### Extracto de página
El nombre imprime carácter, dicen. O lo exige. En las ciudades, hacen referencia a ríos, a montañas, a vergeles, a la inminencia del mar. En el caso de Málaga, no hay lugar para lirismos. Los comerciantes fenicios que aquí se asentaron nos dejaron un nombre que describía la actividad principal del lugar: Malaka, factoría de salazón de pescados. Este compromiso con la industria conservera se quedó en el Mundo Antiguo, cuando las vasijas de barro llevaban el gárum malagueño a los principales puntos, los más exigentes en sus gustos, del Mediterráneo.
Garum (piletas de)
bajo el Rectorado de la Universidad de Málaga
Ese origen modesto, práctico, comercial sin más, de una ciudad que se puede rastrear hasta el siglo VII antes de Cristo, ha forjado en sus habitantes un carácter que es consecuencia de su historia y que constituye el principal atractivo, la clave fundamental, para comprender y asumir el hecho malagueño. Aquí nunca oirá el forastero decir al malacitano que esta ciudad es, en hipérbole que tan general acogida tiene en otros lugares, “lo mejor del mundo”.

Extracto del conjunto de datos
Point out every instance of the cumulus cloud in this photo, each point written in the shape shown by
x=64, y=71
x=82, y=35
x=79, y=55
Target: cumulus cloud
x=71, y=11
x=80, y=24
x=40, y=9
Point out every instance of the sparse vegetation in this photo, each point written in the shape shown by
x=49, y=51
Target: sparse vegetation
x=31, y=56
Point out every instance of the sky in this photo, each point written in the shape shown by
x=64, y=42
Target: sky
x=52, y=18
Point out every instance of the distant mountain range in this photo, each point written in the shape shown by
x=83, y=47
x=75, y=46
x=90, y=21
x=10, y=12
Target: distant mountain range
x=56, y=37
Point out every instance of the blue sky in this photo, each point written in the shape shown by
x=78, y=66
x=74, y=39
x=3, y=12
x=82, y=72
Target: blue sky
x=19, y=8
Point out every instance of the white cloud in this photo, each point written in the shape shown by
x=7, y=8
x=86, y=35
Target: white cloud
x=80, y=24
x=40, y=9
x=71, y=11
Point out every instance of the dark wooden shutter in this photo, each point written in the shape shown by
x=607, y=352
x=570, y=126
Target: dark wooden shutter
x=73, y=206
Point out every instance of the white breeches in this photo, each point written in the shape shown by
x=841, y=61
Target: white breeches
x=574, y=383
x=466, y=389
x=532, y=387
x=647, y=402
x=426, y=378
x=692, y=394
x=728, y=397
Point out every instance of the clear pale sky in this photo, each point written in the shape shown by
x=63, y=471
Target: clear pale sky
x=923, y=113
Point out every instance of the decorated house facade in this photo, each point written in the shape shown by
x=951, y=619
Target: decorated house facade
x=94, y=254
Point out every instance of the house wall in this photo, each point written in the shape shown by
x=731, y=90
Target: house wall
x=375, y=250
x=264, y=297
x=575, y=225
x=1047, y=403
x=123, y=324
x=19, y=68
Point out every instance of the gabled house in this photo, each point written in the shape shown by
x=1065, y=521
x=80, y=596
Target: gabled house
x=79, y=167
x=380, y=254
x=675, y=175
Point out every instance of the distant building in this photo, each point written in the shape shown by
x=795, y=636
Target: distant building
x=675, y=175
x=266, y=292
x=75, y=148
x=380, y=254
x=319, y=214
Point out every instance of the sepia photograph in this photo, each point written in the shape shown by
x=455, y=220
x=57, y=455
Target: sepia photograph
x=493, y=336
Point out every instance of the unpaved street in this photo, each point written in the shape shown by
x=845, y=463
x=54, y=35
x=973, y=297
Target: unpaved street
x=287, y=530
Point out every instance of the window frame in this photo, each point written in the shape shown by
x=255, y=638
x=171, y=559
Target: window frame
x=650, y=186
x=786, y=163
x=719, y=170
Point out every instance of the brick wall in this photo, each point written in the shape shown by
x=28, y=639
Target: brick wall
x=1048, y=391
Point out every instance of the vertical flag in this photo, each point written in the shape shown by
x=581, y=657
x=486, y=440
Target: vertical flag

### Enunciado
Reproduce literalmente el fragmento del texto sobre Málaga que va desde «El nombre imprime» hasta «gustos, del Mediterráneo.», ambos incluidos. El material no guarda relación alguna con el texto sobre Málaga.

### Resolución propuesta
El nombre imprime carácter, dicen. O lo exige. En las ciudades, hacen referencia a ríos, a montañas, a vergeles, a la inminencia del mar. En el caso de Málaga, no hay lugar para lirismos. Los comerciantes fenicios que aquí se asentaron nos dejaron un nombre que describía la actividad principal del lugar: Malaka, factoría de salazón de pescados. Este compromiso con la industria conservera se quedó en el Mundo Antiguo, cuando las vasijas de barro llevaban el gárum malagueño a los principales puntos, los más exigentes en sus gustos, del Mediterráneo.